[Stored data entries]
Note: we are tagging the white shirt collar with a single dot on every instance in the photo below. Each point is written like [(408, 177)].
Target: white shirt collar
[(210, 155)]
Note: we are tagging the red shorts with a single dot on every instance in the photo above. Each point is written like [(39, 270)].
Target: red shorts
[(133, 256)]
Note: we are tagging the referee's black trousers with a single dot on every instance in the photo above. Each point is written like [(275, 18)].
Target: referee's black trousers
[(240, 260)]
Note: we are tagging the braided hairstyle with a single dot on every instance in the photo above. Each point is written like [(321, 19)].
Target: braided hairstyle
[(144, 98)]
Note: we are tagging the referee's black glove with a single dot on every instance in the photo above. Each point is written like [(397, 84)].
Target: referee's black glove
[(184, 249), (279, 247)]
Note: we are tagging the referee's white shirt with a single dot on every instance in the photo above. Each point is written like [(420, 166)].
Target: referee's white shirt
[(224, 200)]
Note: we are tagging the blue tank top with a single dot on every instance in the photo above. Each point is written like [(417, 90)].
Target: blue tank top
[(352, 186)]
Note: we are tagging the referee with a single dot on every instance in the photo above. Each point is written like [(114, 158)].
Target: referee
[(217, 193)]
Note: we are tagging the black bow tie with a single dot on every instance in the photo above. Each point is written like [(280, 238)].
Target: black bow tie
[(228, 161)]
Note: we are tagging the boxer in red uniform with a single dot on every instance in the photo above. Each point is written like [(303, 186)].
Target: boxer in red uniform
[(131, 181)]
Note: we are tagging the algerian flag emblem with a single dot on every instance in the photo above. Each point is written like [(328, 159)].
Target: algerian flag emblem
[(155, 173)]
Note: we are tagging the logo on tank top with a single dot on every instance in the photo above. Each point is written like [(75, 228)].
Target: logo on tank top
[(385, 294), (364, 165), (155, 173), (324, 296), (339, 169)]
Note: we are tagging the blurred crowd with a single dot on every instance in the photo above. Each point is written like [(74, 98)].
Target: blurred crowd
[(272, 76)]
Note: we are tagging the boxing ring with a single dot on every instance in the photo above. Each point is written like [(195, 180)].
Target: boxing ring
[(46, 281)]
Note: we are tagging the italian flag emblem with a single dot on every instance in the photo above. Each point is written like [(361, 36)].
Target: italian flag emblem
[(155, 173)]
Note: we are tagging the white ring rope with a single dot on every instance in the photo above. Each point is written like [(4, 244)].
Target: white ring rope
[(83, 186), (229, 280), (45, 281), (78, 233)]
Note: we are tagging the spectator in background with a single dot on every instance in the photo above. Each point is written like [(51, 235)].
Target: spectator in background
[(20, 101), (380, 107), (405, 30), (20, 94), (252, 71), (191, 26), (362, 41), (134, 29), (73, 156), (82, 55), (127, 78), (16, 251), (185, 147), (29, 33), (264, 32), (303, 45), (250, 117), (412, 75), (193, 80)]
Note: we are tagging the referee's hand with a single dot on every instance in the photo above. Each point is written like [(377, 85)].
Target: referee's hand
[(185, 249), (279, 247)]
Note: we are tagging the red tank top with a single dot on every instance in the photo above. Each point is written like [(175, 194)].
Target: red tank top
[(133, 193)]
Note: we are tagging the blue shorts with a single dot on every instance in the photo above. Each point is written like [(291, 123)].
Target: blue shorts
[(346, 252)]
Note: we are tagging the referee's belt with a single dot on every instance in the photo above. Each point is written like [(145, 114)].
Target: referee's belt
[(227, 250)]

## [Work instruction]
Each line from the one with "Note: we are tagging the red tank" through the last line of the records must be written out word for word. Include nothing else.

## [Solved exercise]
Note: we are tagging the red tank top with a single dot on every instance in the photo above. Each point is written like [(175, 194)].
Target: red tank top
[(133, 193)]
Note: we are tagging the blue shorts with a single dot on every instance in the photo above. Each point is written like [(291, 123)].
Target: blue shorts
[(346, 252)]
Note: we are tagging the referee's belt with a single dot on every instance in the photo above. Each point is written like [(145, 114)].
Target: referee's belt
[(227, 250)]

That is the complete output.